### Problem set
(a) Can you reproduce the remarks on the neurological conditions study between "The status of" and "will share throughout.", inclusive, swapping "teams" for "groups"?
(b) Could you carry the remarks on the neurological conditions study forward from their last sentence?

To answer your first question, the study is going well, but it's a large study and there are lots of people involved. We took the time at the onset of the study to engage the community of stakeholders to determine the priority areas of study, and 3,000 Canadians across the country contributed to that understanding. Then we brought together two workshops of scientists--about 60 scientists from across the country--to have the same conversation.
We knew when we framed this study a year ago that we were addressing the right issues. Fifteen million dollars is a lot of money, but it's not enough. So we wanted to be very careful and know that we were spending the money in the most effective way.
We have a study that's framed around understanding more about the prevalence and incidence, the actual state and prevalence, of these conditions in Canada; understanding the impact to individuals, families, and society as a whole; understanding health services and what's available and what's needed; better understanding risk factors for onset and also for progression, because there are secondary prevention issues that don't get dealt with very well either; and really understanding and be able to paint a very robust picture of neurological conditions in Canada so that it will inform our policy and decision-making.
The status of the study is that we have some surveys out in the field. Statistics Canada has survey projects under way as part of the study. We have nine research teams, which are large pan-Canadian teams across Canada that are now funded. Funds are flowing and contribution agreements are signed, I'm happy to report. Their work is getting under way.
We have a progress meeting scheduled for March 1 and 2 where all of those teams will come together and do what Dr. Beaudet was talking about this morning, which was the open sharing of information even though you're still in the middle of your project. The foundation of this study is that people will share throughout.

### Data extract
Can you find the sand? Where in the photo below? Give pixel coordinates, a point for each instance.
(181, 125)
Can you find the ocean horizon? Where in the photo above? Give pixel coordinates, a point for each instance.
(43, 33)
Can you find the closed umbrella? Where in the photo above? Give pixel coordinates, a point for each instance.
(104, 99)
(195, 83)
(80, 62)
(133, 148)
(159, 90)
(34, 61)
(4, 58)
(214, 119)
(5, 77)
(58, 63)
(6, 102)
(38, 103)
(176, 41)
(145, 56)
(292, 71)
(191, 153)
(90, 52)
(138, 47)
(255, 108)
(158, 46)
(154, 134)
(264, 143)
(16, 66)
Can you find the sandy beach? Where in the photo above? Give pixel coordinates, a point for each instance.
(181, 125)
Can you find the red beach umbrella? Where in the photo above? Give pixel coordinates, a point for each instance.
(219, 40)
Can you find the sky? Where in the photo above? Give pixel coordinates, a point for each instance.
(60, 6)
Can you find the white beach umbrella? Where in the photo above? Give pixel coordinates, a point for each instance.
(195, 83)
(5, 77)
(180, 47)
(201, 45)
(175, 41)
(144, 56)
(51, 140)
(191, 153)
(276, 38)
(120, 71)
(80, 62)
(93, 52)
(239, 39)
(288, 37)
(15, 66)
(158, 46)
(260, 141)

### Answers to each task
(a)
The status of the study is that we have some surveys out in the field. Statistics Canada has survey projects under way as part of the study. We have nine research groups, which are large pan-Canadian groups across Canada that are now funded. Funds are flowing and contribution agreements are signed, I'm happy to report. Their work is getting under way.
We have a progress meeting scheduled for March 1 and 2 where all of those groups will come together and do what Dr. Beaudet was talking about this morning, which was the open sharing of information even though you're still in the middle of your project. The foundation of this study is that people will share throughout.

(b)
I don't have any findings to report to you, but one of the happy consequences of this study is that what we have seen from that very first meeting of scientists--which we actually convened before the study was announced--is a level of collaboration and collegial information sharing and knowledge exchange that has never existed within the neurosciences in Canada before, particularly among researchers who do clinical and population-based research. We experienced many situations where colleagues were actually down the hall from each other, but because one works on epilepsy and one works on MS, they had never actually met each other.
That has been a tremendous benefit of this study. We now have teams. We have expert advisory groups in each of those areas of the study that I mentioned, all working....
So the vast majority of Canadian researchers working in the neurosciences are in some way connected to this study, perhaps because they are contributing on one specific piece of information about the condition they work with or perhaps because they are a PI or a co-PI on a very large project.
I wish I had more to report to you in terms of findings, but certainly we are seeing very positive offshoots of the study, and we will look forward to March 1 and 2, when we have our first progress meeting.